AIM OF THE TASK —
Convert the lines of the listing below, from the line containing "head with a single marker." through the last line of the listing, into a numbered list that omits blank lines.
--- START OF DATA SHOWN ---
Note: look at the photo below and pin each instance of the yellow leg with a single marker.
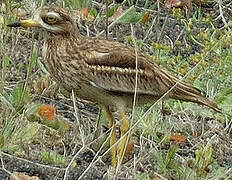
(124, 127)
(112, 137)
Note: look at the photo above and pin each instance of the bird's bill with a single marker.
(24, 23)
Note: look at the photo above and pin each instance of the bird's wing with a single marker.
(113, 68)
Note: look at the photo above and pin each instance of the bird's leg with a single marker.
(112, 137)
(124, 127)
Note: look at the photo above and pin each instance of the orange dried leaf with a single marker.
(145, 18)
(129, 149)
(177, 138)
(47, 112)
(177, 3)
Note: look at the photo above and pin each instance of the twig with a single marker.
(81, 134)
(221, 13)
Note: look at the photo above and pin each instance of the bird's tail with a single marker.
(186, 92)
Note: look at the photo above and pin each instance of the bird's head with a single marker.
(52, 19)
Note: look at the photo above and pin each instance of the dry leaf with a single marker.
(177, 138)
(145, 18)
(47, 112)
(22, 176)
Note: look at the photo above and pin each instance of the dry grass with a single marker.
(197, 50)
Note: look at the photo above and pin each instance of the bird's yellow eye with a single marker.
(51, 19)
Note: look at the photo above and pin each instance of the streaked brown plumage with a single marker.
(103, 71)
--- END OF DATA SHOWN ---
RESPONSE —
1. Note: look at the photo above and pin each instance of the bird's head with a single marker.
2. (52, 19)
3. Note: look at the photo above and pin each instance of the dry leaf with a single marker.
4. (177, 138)
5. (145, 18)
6. (47, 112)
7. (22, 176)
8. Note: look at the photo above and pin each instance of the dry grass with a single marker.
9. (197, 50)
10. Note: look at the photo above and pin each instance of the bird's yellow eye with a single marker.
11. (51, 19)
12. Note: look at the photo above and pin each instance of the streaked brown plumage with a single marker.
13. (103, 71)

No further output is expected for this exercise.